**Questions**
(a) In the article on Zoey Bouchelle, what does the after-school program for girls focus on? List every item it names.
(b) Can you turn the paragraph of the article on Zoey Bouchelle that begins "Every Wednesday through Friday" into a short bulleted list that keeps its main facts?

**Source extract**
-- Opening Marker --
Bouchelle goes from NDP to Penn State to Soccer Without Borders

Zoey Bouchelle is in the second month of an eightmonth internship with Soccer Without Borders, which uses the game to help youths in third-world countries.
Zoey Bouchelle is in the second month of an eightmonth internship with Soccer Without Borders, which uses the game to help youths in third-world countries. (PHOTO COURTESY OF ZOEY BOUCHELLE)

It happened six years ago, but the game and its dramatic final goal - scored by Zoey Bouchelle with four seconds left in double overtime - remains fresh in the minds of almost everybody associated with girls soccer at Notre Dame Prep.

When Bouchelle skillfully placed a shot underneath the John Carroll goalkeeper - the final touch of an illustrious high school career and her third goal of the game - the Blazers earned a thrilling 5-4 victory that brought the program's only Interscholastic Athletic Association of Maryland A Conference championship.


After a successful playing career at Penn State, from which she graduated with a degree in economics last year, Bouchelle is putting her passion for soccer toward a good cause.

Last month, she traveled to Granada, Nicaragua, and began an eight-month internship with Soccer Without Borders, a nonprofit organization that uses the sport as a vehicle for positive change in the lives of youths in third-world countries.


Every Wednesday through Friday, Bouchelle and her former Penn State teammate Kay Adami conduct an after-school program for girls that focuses on reading, writing, cultural activities and other important life skills. On Saturdays, they instruct soccer and play games. Between 50 and 60 girls participate in the program, and the numbers are rising.

Corresponding by e-mail, Bouchelle, who turns 24 in December, describes the experience as nothing short of incredible, with something new coming each day.
-- Closing Marker --
**Data under study**
-- Opening Marker --
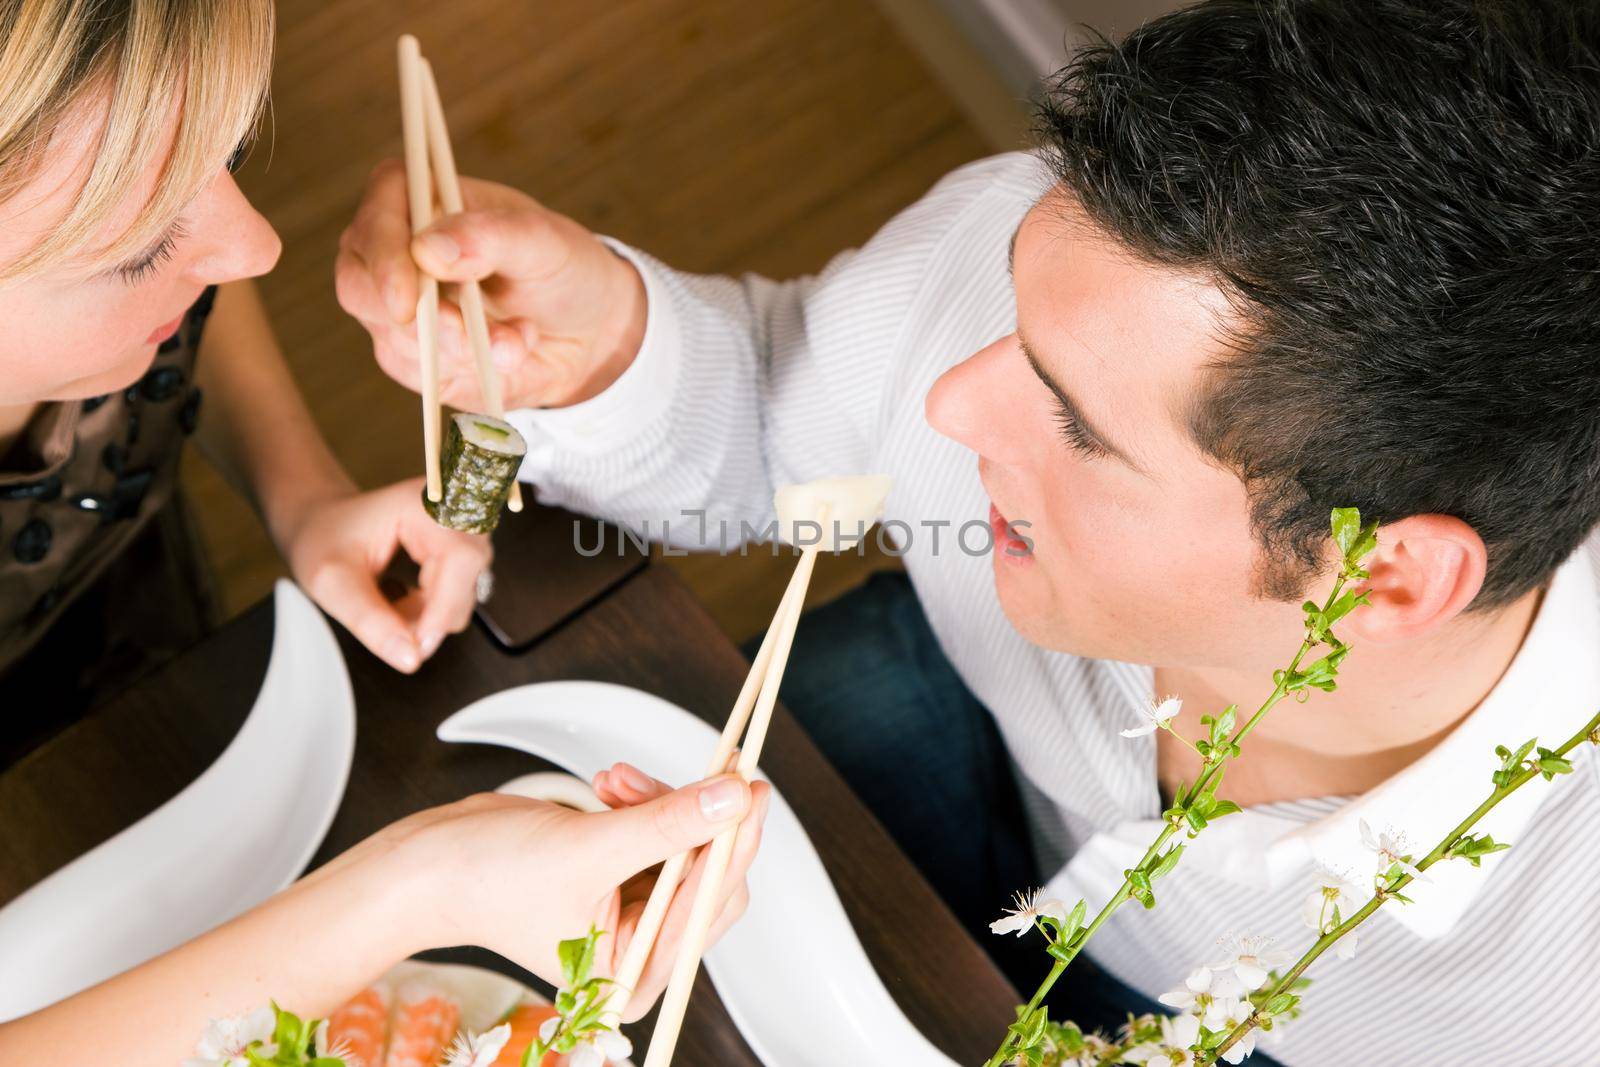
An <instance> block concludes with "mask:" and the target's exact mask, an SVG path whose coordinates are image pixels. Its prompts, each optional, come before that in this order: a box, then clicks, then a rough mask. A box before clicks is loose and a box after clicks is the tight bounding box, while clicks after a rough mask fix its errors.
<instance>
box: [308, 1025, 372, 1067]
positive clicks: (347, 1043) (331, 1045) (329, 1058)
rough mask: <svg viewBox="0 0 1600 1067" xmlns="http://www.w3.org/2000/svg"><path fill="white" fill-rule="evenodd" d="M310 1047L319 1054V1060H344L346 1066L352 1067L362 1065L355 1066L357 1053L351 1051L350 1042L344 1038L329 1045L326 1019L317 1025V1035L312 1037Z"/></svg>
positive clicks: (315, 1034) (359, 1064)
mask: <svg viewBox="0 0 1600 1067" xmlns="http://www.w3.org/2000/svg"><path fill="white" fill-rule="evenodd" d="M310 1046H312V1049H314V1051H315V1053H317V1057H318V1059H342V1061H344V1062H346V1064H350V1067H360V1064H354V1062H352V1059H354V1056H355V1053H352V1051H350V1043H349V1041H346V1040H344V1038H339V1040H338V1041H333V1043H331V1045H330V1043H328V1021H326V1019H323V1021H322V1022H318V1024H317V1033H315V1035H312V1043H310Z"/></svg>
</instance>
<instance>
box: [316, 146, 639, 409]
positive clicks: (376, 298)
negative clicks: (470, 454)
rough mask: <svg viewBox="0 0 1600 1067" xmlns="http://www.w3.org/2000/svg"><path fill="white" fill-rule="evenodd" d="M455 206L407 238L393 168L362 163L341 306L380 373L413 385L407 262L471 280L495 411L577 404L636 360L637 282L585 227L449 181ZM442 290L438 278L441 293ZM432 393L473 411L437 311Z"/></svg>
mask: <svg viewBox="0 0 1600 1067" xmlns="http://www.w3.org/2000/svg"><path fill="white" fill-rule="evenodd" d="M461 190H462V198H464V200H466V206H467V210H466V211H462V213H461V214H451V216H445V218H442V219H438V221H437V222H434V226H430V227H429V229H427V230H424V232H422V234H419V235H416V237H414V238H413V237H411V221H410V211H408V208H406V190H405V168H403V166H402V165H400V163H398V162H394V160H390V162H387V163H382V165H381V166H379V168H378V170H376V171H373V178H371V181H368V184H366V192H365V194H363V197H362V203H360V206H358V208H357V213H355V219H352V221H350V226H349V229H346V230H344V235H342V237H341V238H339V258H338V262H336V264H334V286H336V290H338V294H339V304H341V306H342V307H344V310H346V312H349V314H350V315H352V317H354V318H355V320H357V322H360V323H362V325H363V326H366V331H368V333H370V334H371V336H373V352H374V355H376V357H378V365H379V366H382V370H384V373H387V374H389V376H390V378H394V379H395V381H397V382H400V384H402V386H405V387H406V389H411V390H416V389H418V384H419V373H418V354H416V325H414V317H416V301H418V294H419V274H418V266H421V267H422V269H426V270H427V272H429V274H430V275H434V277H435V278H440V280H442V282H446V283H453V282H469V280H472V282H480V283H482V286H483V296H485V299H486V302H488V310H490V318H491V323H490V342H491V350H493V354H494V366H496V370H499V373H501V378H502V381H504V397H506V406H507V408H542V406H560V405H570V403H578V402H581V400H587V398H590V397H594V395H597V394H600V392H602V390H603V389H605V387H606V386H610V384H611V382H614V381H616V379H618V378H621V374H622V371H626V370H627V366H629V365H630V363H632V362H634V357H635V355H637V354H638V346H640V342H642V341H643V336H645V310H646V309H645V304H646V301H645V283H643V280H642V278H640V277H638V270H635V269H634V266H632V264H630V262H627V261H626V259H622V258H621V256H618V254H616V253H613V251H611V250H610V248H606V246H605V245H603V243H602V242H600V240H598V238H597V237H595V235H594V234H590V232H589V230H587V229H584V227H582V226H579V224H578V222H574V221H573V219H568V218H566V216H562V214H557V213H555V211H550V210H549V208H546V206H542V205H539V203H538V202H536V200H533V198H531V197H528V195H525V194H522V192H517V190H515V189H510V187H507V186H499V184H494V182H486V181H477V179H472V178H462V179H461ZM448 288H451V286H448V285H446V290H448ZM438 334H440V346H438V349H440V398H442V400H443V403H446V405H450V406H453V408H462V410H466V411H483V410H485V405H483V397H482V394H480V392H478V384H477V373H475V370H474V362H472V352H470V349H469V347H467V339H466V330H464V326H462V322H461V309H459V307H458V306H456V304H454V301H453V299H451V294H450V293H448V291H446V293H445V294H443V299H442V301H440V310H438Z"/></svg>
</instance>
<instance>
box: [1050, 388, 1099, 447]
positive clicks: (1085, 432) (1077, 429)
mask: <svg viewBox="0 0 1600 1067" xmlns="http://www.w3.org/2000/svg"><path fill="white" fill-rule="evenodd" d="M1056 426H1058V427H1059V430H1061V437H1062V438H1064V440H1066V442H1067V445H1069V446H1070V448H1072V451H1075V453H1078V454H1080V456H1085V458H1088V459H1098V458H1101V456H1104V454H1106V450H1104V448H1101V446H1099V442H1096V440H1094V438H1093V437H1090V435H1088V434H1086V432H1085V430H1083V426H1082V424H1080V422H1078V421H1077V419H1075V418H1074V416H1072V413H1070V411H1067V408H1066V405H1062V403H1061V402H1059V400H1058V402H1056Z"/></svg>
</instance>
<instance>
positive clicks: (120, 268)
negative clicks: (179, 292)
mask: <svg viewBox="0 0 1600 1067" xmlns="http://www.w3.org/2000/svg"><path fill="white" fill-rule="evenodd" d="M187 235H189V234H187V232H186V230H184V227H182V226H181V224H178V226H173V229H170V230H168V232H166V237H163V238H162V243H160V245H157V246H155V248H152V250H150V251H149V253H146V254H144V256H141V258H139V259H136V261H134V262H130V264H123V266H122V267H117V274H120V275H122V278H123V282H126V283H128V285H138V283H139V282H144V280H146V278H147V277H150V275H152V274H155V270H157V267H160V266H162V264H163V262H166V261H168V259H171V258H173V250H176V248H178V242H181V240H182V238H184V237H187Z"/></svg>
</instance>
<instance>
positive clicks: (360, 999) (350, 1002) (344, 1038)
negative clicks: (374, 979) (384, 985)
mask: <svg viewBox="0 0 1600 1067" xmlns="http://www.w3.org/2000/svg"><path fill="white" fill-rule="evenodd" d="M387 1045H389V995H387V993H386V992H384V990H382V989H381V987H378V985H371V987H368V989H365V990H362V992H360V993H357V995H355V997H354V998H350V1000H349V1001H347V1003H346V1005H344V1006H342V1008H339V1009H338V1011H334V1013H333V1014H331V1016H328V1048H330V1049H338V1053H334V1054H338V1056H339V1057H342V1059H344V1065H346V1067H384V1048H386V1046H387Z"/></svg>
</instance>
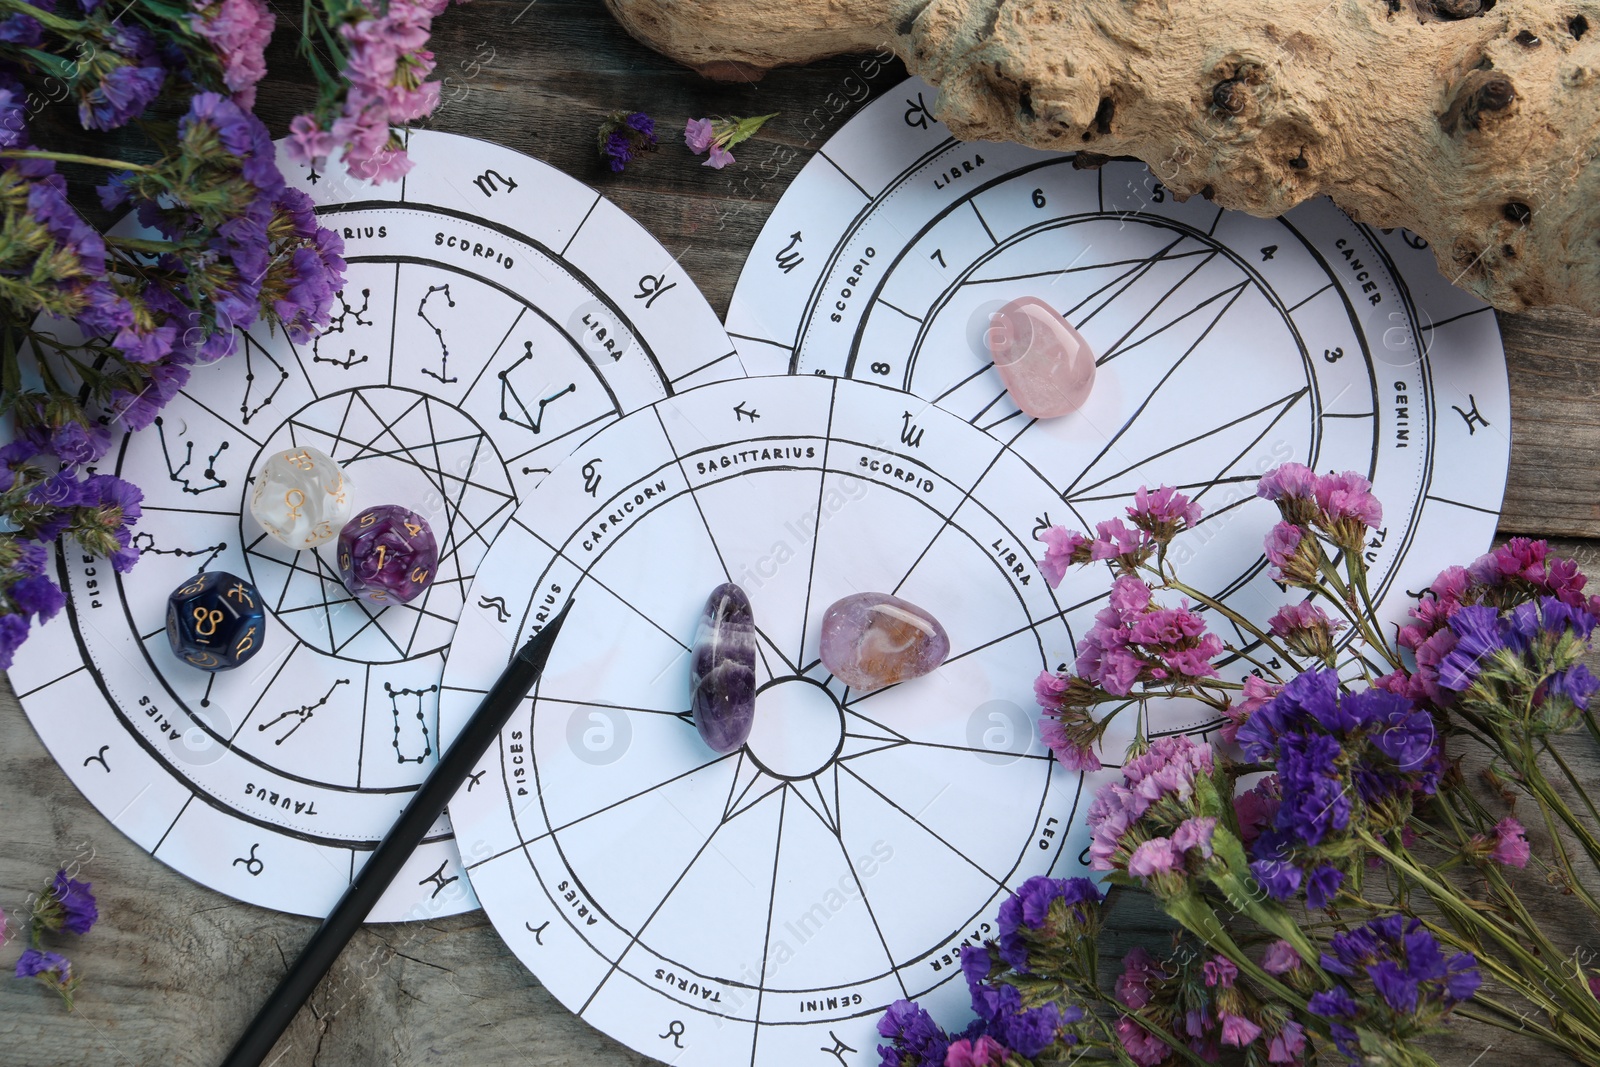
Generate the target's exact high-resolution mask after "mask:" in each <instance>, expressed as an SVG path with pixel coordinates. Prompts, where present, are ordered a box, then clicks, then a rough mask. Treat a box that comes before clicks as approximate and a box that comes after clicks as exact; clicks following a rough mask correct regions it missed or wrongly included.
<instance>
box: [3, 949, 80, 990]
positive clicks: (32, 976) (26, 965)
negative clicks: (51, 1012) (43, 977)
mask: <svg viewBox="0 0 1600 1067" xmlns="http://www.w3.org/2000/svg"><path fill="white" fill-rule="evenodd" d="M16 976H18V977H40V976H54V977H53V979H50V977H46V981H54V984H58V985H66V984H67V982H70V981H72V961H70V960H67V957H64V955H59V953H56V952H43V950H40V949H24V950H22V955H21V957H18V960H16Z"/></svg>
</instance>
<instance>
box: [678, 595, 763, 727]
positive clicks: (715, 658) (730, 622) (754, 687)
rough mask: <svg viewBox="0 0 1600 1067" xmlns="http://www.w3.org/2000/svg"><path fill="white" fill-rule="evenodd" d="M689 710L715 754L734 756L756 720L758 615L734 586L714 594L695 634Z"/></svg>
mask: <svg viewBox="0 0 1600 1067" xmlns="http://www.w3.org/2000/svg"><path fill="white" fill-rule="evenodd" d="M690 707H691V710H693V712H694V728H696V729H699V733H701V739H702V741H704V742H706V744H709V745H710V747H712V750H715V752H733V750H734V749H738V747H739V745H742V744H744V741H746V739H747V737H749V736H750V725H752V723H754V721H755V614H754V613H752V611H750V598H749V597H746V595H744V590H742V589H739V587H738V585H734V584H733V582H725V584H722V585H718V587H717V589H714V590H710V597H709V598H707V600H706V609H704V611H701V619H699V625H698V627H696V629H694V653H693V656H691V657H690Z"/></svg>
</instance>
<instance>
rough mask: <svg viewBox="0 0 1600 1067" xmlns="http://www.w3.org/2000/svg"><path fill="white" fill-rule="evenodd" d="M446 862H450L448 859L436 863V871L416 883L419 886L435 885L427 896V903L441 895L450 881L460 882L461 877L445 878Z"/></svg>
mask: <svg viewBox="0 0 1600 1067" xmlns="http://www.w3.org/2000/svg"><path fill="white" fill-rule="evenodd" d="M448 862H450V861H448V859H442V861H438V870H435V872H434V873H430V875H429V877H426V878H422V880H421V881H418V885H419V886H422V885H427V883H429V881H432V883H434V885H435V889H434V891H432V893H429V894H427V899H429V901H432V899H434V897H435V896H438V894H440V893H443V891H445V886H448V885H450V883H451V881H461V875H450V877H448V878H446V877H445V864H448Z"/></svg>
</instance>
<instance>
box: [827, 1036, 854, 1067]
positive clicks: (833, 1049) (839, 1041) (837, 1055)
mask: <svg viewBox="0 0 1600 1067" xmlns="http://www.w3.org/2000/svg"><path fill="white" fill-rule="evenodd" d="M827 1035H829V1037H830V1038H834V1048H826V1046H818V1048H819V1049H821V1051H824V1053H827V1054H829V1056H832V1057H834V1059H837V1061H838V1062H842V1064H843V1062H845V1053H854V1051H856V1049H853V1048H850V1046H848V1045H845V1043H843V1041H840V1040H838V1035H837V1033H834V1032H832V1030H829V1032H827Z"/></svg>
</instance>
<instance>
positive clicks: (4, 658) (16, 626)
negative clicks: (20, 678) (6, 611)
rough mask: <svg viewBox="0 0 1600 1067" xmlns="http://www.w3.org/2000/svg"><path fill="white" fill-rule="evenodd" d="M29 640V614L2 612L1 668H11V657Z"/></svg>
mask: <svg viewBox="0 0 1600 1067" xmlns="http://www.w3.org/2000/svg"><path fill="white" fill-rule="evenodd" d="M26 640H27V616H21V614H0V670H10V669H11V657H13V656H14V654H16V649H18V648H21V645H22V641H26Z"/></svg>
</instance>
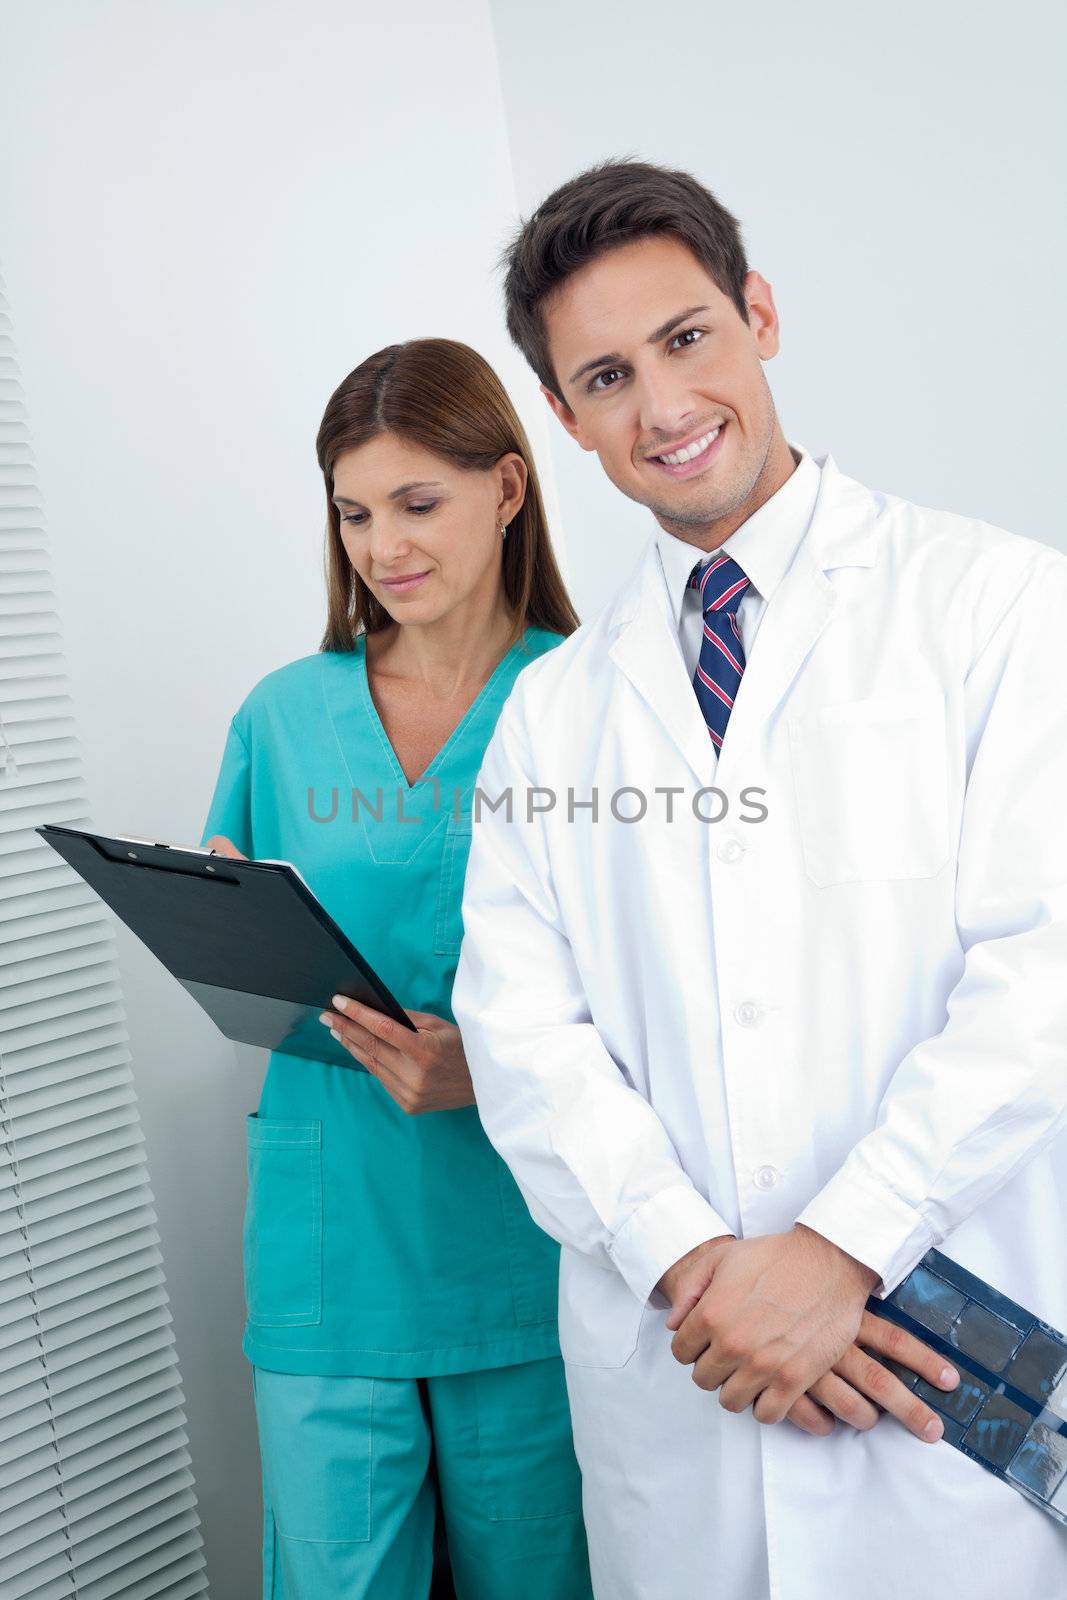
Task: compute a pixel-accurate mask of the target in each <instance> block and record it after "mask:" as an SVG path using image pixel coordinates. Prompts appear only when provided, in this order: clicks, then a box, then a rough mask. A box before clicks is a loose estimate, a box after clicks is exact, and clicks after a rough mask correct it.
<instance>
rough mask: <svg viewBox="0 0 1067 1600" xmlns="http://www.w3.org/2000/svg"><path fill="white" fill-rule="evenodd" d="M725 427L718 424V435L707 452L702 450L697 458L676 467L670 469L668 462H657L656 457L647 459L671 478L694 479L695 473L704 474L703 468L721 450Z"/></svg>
-- Closing Marker --
**List of answers**
(a)
- Reading
- Writing
- Cultural activities
- Other important life skills

(b)
- Wednesday through Friday: Bouchelle and former Penn State teammate Kay Adami run an after-school program for girls focused on reading, writing, cultural activities and other life skills.
- Saturdays: they teach soccer and play games.
- Participation: 50 to 60 girls, with numbers rising.